**Text**
— start —

I feel confident that I’ve missed some, what with too much time passing, my hard drive seizing up and my spread sheet having to be retrieved from an older back up however as books resurface I can add them.
- Eight Million Gods by Wen Spencer (Baen, 2013)
I like every Wen Spencer novel and I think I only missed one. Hooked forward with a pantheon of gods and semi-earthly creatures, there’s a plot of young women with hyperglossia which her grandmother was institutionalized for. A need to write so strong that if there’s a bottling up with no outlet, she’ll write with her own blood. In all the chaos each female character has her own personality, personal history and in-road to solving the puzzle of wth is going on. - puck bruise bloom black by Brea Burton (Jack Pine, 2014)
A thick chapbook with vivid language. At first it seemed any given line was staccato but put all together it builds a picture in language of rough and tumble in action movement that fits the body check scene on the rink. Form a bit of one,Smitty says never apologize,
never say sorry when you hit somone
hard ice this dance
romance of fists & love taps
let’s hug it out bitch
the steps—
push me & I push
backQuick tussles of sound, non-serif font, hockey taped cover edges, rhythm and vocabulary, it all coheres perfectly to take you to place of being in hockey. Many sports books read as if for fans of remember when this occurred and most of it doesn’t make it to the page for a non-fan. This by picking language and the sounds in it, sentence structures, it all skates together.
- Yusef and the Lotus Flower by Doyali Farah Islam (Buschek, 2011)
A lot of attention to beauty such as p. 64, “flute-hole that no longer knows its note to sing,/held by melodic bars within” or p 52, “longing constricts the vessel of self/until self becomes a seed”. Gentle care-built poems travelling the ZamZam well to Vishnu to yoga meditations.
- An Unexpurgated Translation of Book of Songs: translated, versified and annotated by Xu Yuanzhong (Panda Books, 1994)

— end —

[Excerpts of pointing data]
— start —

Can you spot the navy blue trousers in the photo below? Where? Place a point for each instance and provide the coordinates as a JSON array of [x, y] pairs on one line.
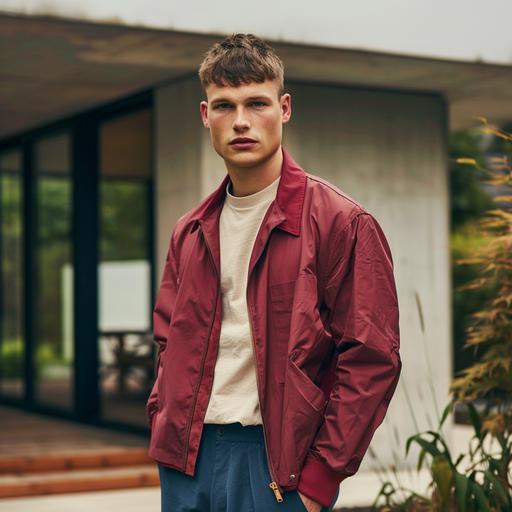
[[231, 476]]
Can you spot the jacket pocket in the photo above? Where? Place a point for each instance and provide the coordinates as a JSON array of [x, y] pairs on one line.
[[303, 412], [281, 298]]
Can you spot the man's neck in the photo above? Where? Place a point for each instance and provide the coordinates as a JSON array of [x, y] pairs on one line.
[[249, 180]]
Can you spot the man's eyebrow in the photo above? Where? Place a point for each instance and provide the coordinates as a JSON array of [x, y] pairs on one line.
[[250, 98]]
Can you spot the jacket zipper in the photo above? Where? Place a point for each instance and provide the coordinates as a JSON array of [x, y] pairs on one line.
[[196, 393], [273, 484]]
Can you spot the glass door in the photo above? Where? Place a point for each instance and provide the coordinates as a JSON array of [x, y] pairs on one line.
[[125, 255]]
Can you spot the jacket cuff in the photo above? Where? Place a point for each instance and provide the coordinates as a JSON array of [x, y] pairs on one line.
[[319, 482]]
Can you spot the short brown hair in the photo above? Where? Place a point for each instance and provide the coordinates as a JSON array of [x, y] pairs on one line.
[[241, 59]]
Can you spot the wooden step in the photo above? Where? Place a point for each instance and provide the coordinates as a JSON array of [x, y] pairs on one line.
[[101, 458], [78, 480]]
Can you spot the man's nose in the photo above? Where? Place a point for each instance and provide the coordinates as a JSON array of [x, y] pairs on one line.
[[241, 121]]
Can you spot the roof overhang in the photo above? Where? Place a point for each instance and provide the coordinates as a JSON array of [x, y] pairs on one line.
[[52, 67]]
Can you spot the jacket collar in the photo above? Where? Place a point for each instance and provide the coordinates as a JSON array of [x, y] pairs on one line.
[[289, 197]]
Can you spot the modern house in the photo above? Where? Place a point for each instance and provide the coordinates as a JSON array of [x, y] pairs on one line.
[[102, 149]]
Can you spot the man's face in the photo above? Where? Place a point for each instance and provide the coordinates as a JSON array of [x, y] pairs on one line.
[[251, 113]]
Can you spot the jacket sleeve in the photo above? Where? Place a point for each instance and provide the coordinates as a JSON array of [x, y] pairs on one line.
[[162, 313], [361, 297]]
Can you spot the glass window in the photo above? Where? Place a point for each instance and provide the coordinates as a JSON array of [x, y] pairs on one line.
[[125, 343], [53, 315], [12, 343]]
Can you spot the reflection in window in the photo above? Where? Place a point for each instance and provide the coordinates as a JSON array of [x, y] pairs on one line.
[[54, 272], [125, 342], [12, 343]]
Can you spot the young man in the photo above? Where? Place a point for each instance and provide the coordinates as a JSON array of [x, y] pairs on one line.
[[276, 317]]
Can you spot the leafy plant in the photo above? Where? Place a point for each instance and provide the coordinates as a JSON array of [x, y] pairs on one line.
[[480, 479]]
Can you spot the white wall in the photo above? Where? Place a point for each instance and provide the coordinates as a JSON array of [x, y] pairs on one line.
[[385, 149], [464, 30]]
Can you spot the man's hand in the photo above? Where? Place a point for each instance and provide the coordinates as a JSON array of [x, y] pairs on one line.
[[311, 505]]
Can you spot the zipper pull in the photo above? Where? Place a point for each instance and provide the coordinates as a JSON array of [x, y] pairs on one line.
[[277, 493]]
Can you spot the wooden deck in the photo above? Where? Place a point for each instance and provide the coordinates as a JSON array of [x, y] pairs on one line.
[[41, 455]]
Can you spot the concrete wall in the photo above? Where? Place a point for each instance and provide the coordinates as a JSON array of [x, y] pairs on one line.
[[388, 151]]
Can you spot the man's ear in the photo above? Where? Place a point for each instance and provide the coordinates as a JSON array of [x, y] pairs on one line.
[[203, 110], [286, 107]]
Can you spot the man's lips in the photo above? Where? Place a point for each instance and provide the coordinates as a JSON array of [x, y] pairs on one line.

— end —
— start —

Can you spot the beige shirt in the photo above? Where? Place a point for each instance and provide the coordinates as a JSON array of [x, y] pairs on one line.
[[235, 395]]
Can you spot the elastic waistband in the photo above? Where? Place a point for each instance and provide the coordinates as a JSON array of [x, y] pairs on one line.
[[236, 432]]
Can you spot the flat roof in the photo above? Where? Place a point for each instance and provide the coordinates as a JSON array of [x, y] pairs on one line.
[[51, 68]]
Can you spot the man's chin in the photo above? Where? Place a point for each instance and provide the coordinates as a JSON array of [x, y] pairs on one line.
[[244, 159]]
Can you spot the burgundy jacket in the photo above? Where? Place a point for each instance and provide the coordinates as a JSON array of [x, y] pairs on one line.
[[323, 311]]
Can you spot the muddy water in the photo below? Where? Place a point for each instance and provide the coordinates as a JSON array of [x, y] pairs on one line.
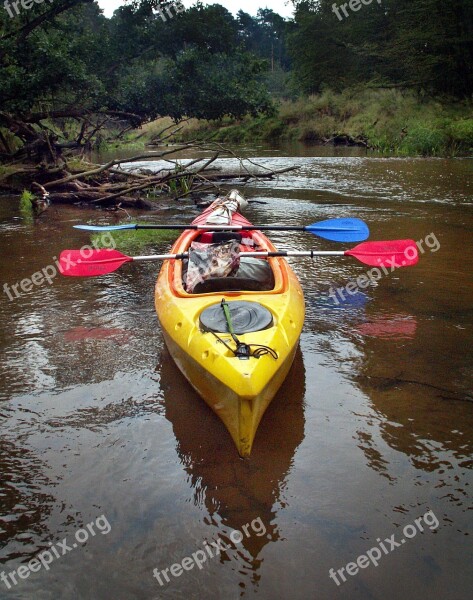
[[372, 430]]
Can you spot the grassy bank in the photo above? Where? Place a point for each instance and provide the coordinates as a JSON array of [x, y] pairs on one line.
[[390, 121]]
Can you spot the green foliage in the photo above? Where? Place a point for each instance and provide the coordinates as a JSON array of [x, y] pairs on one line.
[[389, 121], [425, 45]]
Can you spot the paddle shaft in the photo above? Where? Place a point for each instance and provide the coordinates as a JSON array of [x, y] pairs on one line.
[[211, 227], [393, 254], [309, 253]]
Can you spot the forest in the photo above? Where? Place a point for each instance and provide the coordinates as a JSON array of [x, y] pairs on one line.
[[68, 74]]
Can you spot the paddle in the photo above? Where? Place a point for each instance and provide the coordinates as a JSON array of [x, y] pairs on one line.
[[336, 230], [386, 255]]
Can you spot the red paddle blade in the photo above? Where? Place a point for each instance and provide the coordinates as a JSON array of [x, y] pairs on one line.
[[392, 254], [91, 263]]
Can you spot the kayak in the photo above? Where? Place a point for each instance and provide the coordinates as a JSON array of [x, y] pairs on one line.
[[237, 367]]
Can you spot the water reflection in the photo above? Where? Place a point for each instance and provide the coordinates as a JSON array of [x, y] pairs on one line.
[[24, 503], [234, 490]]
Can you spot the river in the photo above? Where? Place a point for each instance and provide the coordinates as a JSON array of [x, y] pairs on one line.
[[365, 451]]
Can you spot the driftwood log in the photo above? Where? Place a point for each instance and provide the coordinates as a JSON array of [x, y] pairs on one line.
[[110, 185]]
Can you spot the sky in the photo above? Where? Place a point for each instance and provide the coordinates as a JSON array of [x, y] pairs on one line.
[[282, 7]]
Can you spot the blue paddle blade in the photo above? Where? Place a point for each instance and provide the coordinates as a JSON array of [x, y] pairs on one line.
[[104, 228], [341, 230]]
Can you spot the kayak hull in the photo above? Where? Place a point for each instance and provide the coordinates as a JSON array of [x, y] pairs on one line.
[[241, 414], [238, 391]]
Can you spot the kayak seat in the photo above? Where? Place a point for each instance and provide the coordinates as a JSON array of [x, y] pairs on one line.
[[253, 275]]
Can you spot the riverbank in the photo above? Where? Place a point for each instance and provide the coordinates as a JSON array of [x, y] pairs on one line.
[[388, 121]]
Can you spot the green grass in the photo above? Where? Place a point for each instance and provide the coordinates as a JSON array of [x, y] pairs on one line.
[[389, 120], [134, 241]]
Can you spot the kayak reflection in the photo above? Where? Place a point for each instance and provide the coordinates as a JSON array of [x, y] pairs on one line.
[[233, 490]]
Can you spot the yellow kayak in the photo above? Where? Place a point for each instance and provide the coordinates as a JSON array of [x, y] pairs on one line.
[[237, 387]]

— end —

**Exercise objective**
Name each book the reviews text covers, with its publisher, in the order the books appear.

**Response to this exercise**
- Eight Million Gods (Baen)
- puck bruise bloom black (Jack Pine)
- Yusef and the Lotus Flower (Buschek)
- An Unexpurgated Translation of Book of Songs (Panda Books)